» **TASK GOAL**:
Please return all of the data below as a JSON list of strings with one string per line, skipping blank lines and leaving out the pictures.

* start RECORD LIST *

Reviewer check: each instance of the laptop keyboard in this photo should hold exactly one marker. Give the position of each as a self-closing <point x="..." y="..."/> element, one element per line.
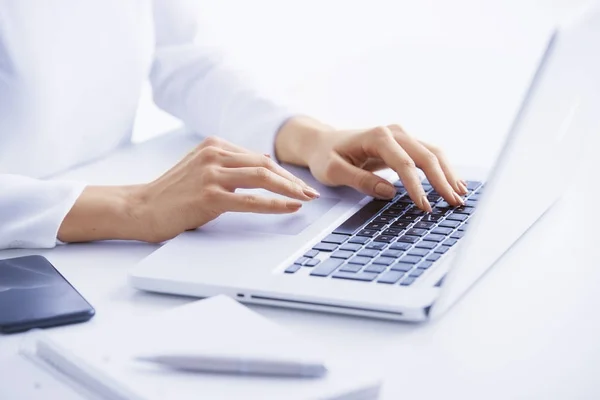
<point x="390" y="241"/>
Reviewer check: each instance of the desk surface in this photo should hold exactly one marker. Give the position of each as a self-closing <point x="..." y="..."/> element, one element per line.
<point x="527" y="330"/>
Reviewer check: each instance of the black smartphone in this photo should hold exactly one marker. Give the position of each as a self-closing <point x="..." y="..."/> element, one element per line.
<point x="33" y="294"/>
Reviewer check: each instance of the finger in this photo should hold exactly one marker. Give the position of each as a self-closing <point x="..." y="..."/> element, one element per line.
<point x="428" y="162"/>
<point x="260" y="177"/>
<point x="236" y="160"/>
<point x="246" y="202"/>
<point x="451" y="175"/>
<point x="380" y="142"/>
<point x="366" y="182"/>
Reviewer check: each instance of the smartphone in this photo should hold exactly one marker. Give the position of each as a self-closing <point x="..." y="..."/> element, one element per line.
<point x="33" y="294"/>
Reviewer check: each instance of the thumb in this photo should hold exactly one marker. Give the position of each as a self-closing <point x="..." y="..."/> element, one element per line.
<point x="363" y="181"/>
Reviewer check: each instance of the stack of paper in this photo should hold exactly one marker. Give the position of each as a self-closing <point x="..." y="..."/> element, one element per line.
<point x="104" y="365"/>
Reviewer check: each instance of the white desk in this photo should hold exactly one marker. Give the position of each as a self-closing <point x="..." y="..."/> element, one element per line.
<point x="527" y="330"/>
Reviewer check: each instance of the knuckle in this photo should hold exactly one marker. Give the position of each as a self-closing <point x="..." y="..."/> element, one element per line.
<point x="212" y="141"/>
<point x="262" y="174"/>
<point x="408" y="163"/>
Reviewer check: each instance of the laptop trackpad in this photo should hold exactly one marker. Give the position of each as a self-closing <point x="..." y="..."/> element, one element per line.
<point x="280" y="224"/>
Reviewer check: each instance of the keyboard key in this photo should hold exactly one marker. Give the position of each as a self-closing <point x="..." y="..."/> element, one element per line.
<point x="400" y="225"/>
<point x="311" y="253"/>
<point x="434" y="238"/>
<point x="449" y="242"/>
<point x="408" y="239"/>
<point x="433" y="257"/>
<point x="416" y="232"/>
<point x="378" y="268"/>
<point x="393" y="232"/>
<point x="362" y="216"/>
<point x="442" y="231"/>
<point x="400" y="246"/>
<point x="359" y="260"/>
<point x="426" y="245"/>
<point x="384" y="238"/>
<point x="450" y="224"/>
<point x="342" y="254"/>
<point x="325" y="246"/>
<point x="360" y="276"/>
<point x="312" y="262"/>
<point x="473" y="185"/>
<point x="376" y="245"/>
<point x="367" y="233"/>
<point x="415" y="211"/>
<point x="390" y="277"/>
<point x="358" y="239"/>
<point x="457" y="217"/>
<point x="402" y="267"/>
<point x="433" y="217"/>
<point x="292" y="268"/>
<point x="458" y="235"/>
<point x="409" y="218"/>
<point x="301" y="260"/>
<point x="327" y="267"/>
<point x="424" y="225"/>
<point x="416" y="273"/>
<point x="386" y="219"/>
<point x="384" y="260"/>
<point x="408" y="281"/>
<point x="392" y="253"/>
<point x="424" y="265"/>
<point x="376" y="226"/>
<point x="418" y="252"/>
<point x="337" y="239"/>
<point x="465" y="210"/>
<point x="368" y="253"/>
<point x="351" y="268"/>
<point x="410" y="259"/>
<point x="351" y="247"/>
<point x="442" y="249"/>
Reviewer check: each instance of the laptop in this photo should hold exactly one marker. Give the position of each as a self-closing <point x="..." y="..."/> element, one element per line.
<point x="350" y="254"/>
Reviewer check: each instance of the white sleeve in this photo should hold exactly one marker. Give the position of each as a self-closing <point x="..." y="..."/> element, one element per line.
<point x="191" y="82"/>
<point x="31" y="210"/>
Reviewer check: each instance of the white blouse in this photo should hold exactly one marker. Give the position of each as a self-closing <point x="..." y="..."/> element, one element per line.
<point x="71" y="72"/>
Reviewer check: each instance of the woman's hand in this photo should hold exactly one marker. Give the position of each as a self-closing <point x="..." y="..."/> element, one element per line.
<point x="197" y="190"/>
<point x="350" y="158"/>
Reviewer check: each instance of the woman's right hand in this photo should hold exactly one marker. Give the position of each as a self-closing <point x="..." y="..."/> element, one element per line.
<point x="195" y="191"/>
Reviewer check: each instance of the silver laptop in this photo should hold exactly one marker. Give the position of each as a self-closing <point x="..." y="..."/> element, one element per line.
<point x="345" y="253"/>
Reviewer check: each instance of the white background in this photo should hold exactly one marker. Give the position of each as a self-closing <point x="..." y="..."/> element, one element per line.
<point x="306" y="52"/>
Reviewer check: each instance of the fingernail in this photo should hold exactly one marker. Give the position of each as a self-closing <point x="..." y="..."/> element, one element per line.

* end RECORD LIST *

» **ANSWER BELOW**:
[
  "Reviewer check: each instance of the laptop keyboard in this photo should hold exactly one marker. Give the position of each as a self-closing <point x=\"...\" y=\"...\"/> element, one element per line.",
  "<point x=\"390\" y=\"241\"/>",
  "Reviewer check: each instance of the desk surface in this photo should hold exactly one marker. Give the position of each as a self-closing <point x=\"...\" y=\"...\"/> element, one element per line.",
  "<point x=\"527\" y=\"330\"/>",
  "Reviewer check: each instance of the black smartphone in this photo should hold exactly one marker. Give the position of each as a self-closing <point x=\"...\" y=\"...\"/> element, one element per line.",
  "<point x=\"33\" y=\"294\"/>",
  "Reviewer check: each instance of the finger in this photo should hold exactly one marker. Give the position of each as a self-closing <point x=\"...\" y=\"...\"/> element, one element per line.",
  "<point x=\"428\" y=\"162\"/>",
  "<point x=\"260\" y=\"177\"/>",
  "<point x=\"236\" y=\"160\"/>",
  "<point x=\"246\" y=\"202\"/>",
  "<point x=\"451\" y=\"175\"/>",
  "<point x=\"380\" y=\"142\"/>",
  "<point x=\"366\" y=\"182\"/>",
  "Reviewer check: each instance of the smartphone in this photo should hold exactly one marker. Give the position of each as a self-closing <point x=\"...\" y=\"...\"/> element, one element per line.",
  "<point x=\"33\" y=\"294\"/>",
  "Reviewer check: each instance of the thumb in this photo should hold exactly one marker. Give the position of each as a self-closing <point x=\"...\" y=\"...\"/> element, one element per line.",
  "<point x=\"363\" y=\"181\"/>",
  "Reviewer check: each instance of the stack of paper in this photo should hold exactly one marker. Give the position of each as a self-closing <point x=\"...\" y=\"...\"/> element, one element per line.",
  "<point x=\"104\" y=\"365\"/>",
  "Reviewer check: each instance of the white desk in this photo should hold exactly one marker. Give the position of each as a self-closing <point x=\"...\" y=\"...\"/> element, one element per line.",
  "<point x=\"527\" y=\"330\"/>",
  "Reviewer check: each instance of the knuckle in this photo should hold exactly one marker. Give the position of each as a self-closing <point x=\"...\" y=\"...\"/> element, one element per line.",
  "<point x=\"212\" y=\"141\"/>",
  "<point x=\"262\" y=\"174\"/>",
  "<point x=\"408\" y=\"163\"/>",
  "Reviewer check: each instance of the laptop trackpad in this photo should hold exactly one marker. Give the position of each as a self-closing <point x=\"...\" y=\"...\"/> element, one element per line.",
  "<point x=\"280\" y=\"224\"/>",
  "Reviewer check: each instance of the keyboard key in this photo should hold exactly one marker. Give the position of each as a self-closing <point x=\"...\" y=\"...\"/> element, one element per line.",
  "<point x=\"400\" y=\"225\"/>",
  "<point x=\"311\" y=\"253\"/>",
  "<point x=\"434\" y=\"238\"/>",
  "<point x=\"449\" y=\"242\"/>",
  "<point x=\"408\" y=\"239\"/>",
  "<point x=\"433\" y=\"257\"/>",
  "<point x=\"416\" y=\"232\"/>",
  "<point x=\"378\" y=\"268\"/>",
  "<point x=\"393\" y=\"232\"/>",
  "<point x=\"362\" y=\"216\"/>",
  "<point x=\"442\" y=\"231\"/>",
  "<point x=\"400\" y=\"246\"/>",
  "<point x=\"359\" y=\"260\"/>",
  "<point x=\"426\" y=\"245\"/>",
  "<point x=\"384\" y=\"238\"/>",
  "<point x=\"450\" y=\"224\"/>",
  "<point x=\"342\" y=\"254\"/>",
  "<point x=\"325\" y=\"246\"/>",
  "<point x=\"360\" y=\"276\"/>",
  "<point x=\"312\" y=\"262\"/>",
  "<point x=\"473\" y=\"185\"/>",
  "<point x=\"376\" y=\"245\"/>",
  "<point x=\"367\" y=\"233\"/>",
  "<point x=\"415\" y=\"211\"/>",
  "<point x=\"390\" y=\"277\"/>",
  "<point x=\"358\" y=\"239\"/>",
  "<point x=\"457\" y=\"217\"/>",
  "<point x=\"402\" y=\"267\"/>",
  "<point x=\"433\" y=\"217\"/>",
  "<point x=\"292\" y=\"268\"/>",
  "<point x=\"458\" y=\"235\"/>",
  "<point x=\"409\" y=\"218\"/>",
  "<point x=\"301\" y=\"260\"/>",
  "<point x=\"327\" y=\"267\"/>",
  "<point x=\"424\" y=\"225\"/>",
  "<point x=\"416\" y=\"273\"/>",
  "<point x=\"386\" y=\"219\"/>",
  "<point x=\"384\" y=\"260\"/>",
  "<point x=\"408\" y=\"281\"/>",
  "<point x=\"392\" y=\"253\"/>",
  "<point x=\"424\" y=\"265\"/>",
  "<point x=\"376\" y=\"226\"/>",
  "<point x=\"418\" y=\"252\"/>",
  "<point x=\"337\" y=\"239\"/>",
  "<point x=\"465\" y=\"210\"/>",
  "<point x=\"368\" y=\"253\"/>",
  "<point x=\"351\" y=\"268\"/>",
  "<point x=\"410\" y=\"259\"/>",
  "<point x=\"351\" y=\"247\"/>",
  "<point x=\"442\" y=\"249\"/>",
  "Reviewer check: each instance of the laptop in this photo should hold exactly one marker. Give the position of each as a self-closing <point x=\"...\" y=\"...\"/> element, one element per line.",
  "<point x=\"350\" y=\"254\"/>",
  "Reviewer check: each instance of the white sleeve in this photo should hold exactly one marker. Give the position of each as a self-closing <point x=\"...\" y=\"...\"/> element, one element per line.",
  "<point x=\"191\" y=\"82\"/>",
  "<point x=\"31\" y=\"210\"/>",
  "Reviewer check: each instance of the white blouse in this photo should hold exactly one marker. Give the position of each as a self-closing <point x=\"...\" y=\"...\"/> element, one element per line.",
  "<point x=\"71\" y=\"72\"/>",
  "Reviewer check: each instance of the woman's hand in this photo should hold exactly one marker. Give the position of each as a self-closing <point x=\"...\" y=\"...\"/> element, one element per line.",
  "<point x=\"197\" y=\"190\"/>",
  "<point x=\"350\" y=\"158\"/>",
  "Reviewer check: each instance of the woman's right hand in this photo should hold exactly one marker. Give the position of each as a self-closing <point x=\"...\" y=\"...\"/> element, one element per line.",
  "<point x=\"195\" y=\"191\"/>",
  "Reviewer check: each instance of the silver laptop in this photo should hold exactly one marker. Give the position of each as a self-closing <point x=\"...\" y=\"...\"/> element, one element per line.",
  "<point x=\"345\" y=\"253\"/>",
  "Reviewer check: each instance of the white background in this photo should hold exactly one marker. Give the position of each as a self-closing <point x=\"...\" y=\"...\"/> element, one element per line.",
  "<point x=\"306\" y=\"52\"/>",
  "Reviewer check: each instance of the fingernail in this photo should hold exactly one marker. Give the position of each as a self-closing <point x=\"...\" y=\"...\"/> element, one element per line."
]